Короче говоря, ехали мы, ехали и приехали на Литейный, со стороны бывшей улицы Каляева. Меня завели в здание через неприметную служебную дверь, мы поднялись по лестнице на второй этаж в какой-то кабинет к какому-то начальнику, кажется, подполковнику. У него был значок «Почетный чекист» – овальный венок, меч и звезда посередине. И с этим начальником были другие, помладше. Еще бы, сенсация – такого террориста поймали, такое дело можно раскрутить! Они о чем-то разговаривали долго, то выходили из кабинета, то снова входили. Потом меня увели, и ночь я провел на каком-то диване. А на следующий день уже начали допрашивать. Спрашивали меня, с кем я знаком, с кем общаюсь, рутина. При этом, как я потом понял, они уже все знали, ведь я Благовещенскому рассказывал про своих друзей по СХШ. Спрашивали, кто где живет, сверялись со своими бумагами. Потом повели куда-то по коридору, перегороженному стеклянной дверью от стены до стены. За этой дверью стоял столик, за ним сидел дежурный. Они открыли дверь, я прошел, и дежурный спросил: «Что, в последний путь?»

Потом мы шли через переход типа мостика из одного здания в другое, над улицей. Передо мной открыли дверь, и я увидел гигантскую пустоту, но не цех, не ангар, а… как бы черную щель сверху донизу И меня поразил невероятный запах кислого хлеба. Не мочи, не человеческих тел, а именно кислого хлеба. Конечно, потом я очень быстро адаптировался к этому запаху, перестал его чувствовать.

Дальше мы шли по галерейке, вокруг – одинаковые двери, все довольно чистенько. И это была тюрьма, причем совершенно не похожая на ту хронику, которую показывают, где по двадцать-тридцать человек в камере. Сначала меня завели в какое-то помещение метр на метр, закрыли дверь, я сел на пол и, необстрелянный идиот, подумал, что здесь мне и предстоит сидеть, пока не разберутся. Пустое помещение без окон, только дверь с «волчком», через который они все время наблюдали. Я, конечно, испугался. Но довольно скоро, минут через десять, меня оттуда вывели и повели на обыск. Привели в какое-то помещение, стол, на столе – ножики всякие, ножницы: специальное помещение, где шмонают, обрезают пуговицы и так далее. И я – семнадцатилетний романтик, который ничего не понимает. Мелькнула мысль – сейчас будут пытать. Мне говорят: «Раздевайся». Я разделся до пояса, как видел в фильмах. А мне говорят: «Раздевайся совсем». Я разделся, меня осмотрели, переписали приметы, сняли отпечатки пальцев. Потом на всей одежде обрезали пуговицы, забрали ремень и шнурки. И после всего этого отвели в камеру.

В камере я оказался один. Это было плохо освещенное помещение, потому что окно, кажется, никто не мыл с момента постройки при Николае I. На окне решетка, а сверху – металлический козырек под наклоном. Виден кусочек голубого неба, и все. Еще в камере был унитаз со спуском воды, что я смог оценить только потом, когда поднабрался опыта. Вода спускалась с помощью кнопки в стене – естественно, ничего висячего, что можно использовать для повешения. Еще был умывальник с нормальным краном и холодной водой, но тогда вообще мало кто знал о существовании теплой воды в кране. Было спальное место – не кровать, а рама с уголком для подушки, то есть не плоская. И еще был металлический столик типа того, что в поездах, и такое же металлическое сиденье. Я огляделся, и в голове мелькнула мысль: «Сидеть мне тут десять лет». Потому что все знали – сажают на десять лет. Я даже не очень испугался, потому что понимал – бред, ошибка, скоро разберутся.

○ ○ ○ ○ ○ ○ ○

## Поставленная задача a
Почему, согласно исходному тексту, воду в унитазе камеры спускали кнопкой в стене? Ответьте одним-двумя предложениями.

[Записи из коллекции для разметки]
○ ○ ○ ○ ○ ○ ○

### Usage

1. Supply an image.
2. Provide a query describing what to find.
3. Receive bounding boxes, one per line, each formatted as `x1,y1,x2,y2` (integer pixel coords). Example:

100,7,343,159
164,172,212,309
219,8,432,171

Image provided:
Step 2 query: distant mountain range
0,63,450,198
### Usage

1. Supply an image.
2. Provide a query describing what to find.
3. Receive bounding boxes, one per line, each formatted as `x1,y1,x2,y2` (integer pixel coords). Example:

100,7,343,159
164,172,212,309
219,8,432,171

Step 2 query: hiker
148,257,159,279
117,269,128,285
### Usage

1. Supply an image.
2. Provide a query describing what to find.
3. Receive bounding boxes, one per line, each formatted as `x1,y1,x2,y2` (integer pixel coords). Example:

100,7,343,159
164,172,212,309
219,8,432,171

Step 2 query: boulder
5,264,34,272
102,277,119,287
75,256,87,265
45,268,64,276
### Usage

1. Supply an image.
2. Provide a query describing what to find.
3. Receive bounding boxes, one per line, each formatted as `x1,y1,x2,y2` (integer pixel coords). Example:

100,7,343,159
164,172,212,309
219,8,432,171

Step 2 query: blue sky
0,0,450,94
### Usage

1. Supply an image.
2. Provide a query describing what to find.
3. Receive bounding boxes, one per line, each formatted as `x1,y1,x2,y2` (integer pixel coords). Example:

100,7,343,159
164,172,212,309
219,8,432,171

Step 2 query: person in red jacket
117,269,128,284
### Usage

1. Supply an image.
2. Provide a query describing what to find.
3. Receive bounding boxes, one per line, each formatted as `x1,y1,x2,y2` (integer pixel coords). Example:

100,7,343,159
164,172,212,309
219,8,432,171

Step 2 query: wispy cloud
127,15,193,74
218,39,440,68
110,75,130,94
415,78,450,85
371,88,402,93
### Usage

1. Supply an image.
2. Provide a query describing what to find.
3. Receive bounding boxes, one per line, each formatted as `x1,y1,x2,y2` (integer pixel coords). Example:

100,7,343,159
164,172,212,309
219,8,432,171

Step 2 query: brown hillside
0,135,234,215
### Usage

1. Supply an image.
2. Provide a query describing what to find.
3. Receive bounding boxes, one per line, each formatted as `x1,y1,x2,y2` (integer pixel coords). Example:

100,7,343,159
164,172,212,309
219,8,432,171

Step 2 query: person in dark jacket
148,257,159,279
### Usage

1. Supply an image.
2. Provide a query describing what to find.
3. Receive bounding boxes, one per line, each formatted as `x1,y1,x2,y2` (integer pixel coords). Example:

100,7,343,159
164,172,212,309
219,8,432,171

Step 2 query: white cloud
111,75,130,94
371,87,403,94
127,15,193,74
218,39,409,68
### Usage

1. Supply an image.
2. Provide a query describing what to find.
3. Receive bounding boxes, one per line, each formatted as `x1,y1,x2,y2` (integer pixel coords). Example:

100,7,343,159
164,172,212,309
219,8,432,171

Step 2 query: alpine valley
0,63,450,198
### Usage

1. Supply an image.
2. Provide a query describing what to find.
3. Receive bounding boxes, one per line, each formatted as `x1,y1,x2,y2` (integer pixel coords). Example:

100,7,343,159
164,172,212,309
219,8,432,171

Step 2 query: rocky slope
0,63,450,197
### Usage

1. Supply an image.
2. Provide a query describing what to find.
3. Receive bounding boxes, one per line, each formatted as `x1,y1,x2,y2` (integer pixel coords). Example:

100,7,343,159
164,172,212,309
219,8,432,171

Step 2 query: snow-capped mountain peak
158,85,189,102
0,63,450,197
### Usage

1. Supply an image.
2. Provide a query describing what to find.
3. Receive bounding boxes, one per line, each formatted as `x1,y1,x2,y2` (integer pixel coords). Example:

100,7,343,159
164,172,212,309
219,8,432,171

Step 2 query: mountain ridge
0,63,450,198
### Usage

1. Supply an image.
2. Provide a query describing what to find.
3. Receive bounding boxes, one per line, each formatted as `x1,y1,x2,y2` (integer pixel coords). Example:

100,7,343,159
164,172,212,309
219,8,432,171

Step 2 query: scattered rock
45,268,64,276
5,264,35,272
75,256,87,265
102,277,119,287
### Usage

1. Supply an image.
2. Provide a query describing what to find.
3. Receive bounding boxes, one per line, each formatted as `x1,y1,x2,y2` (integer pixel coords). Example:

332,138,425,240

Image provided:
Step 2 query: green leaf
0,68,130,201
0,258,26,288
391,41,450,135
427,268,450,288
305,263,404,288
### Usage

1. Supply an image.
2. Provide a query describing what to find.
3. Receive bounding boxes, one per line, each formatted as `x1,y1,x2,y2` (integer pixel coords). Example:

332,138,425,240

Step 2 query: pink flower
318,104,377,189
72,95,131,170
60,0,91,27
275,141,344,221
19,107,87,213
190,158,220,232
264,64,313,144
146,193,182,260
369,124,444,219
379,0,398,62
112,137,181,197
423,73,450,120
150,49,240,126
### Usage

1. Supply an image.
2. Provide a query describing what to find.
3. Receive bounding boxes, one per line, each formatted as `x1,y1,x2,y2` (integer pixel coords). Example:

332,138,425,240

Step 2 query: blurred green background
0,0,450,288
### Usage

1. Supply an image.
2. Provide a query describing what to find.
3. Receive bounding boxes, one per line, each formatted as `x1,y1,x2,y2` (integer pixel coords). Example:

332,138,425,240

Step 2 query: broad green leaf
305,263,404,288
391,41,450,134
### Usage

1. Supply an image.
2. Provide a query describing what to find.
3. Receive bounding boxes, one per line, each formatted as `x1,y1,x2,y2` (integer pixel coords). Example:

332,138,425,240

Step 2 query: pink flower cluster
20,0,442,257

○ ○ ○ ○ ○ ○ ○

## Поставленная задача b
Выберите из записей все строки, где встречается слово «person», и перепишите их.

## Ожидаемый результат a
Воду спускали кнопкой в стене, потому что в камере не должно было быть ничего висячего, что можно использовать для повешения.

## Ожидаемый результат b
Step 2 query: person in red jacket
Step 2 query: person in dark jacket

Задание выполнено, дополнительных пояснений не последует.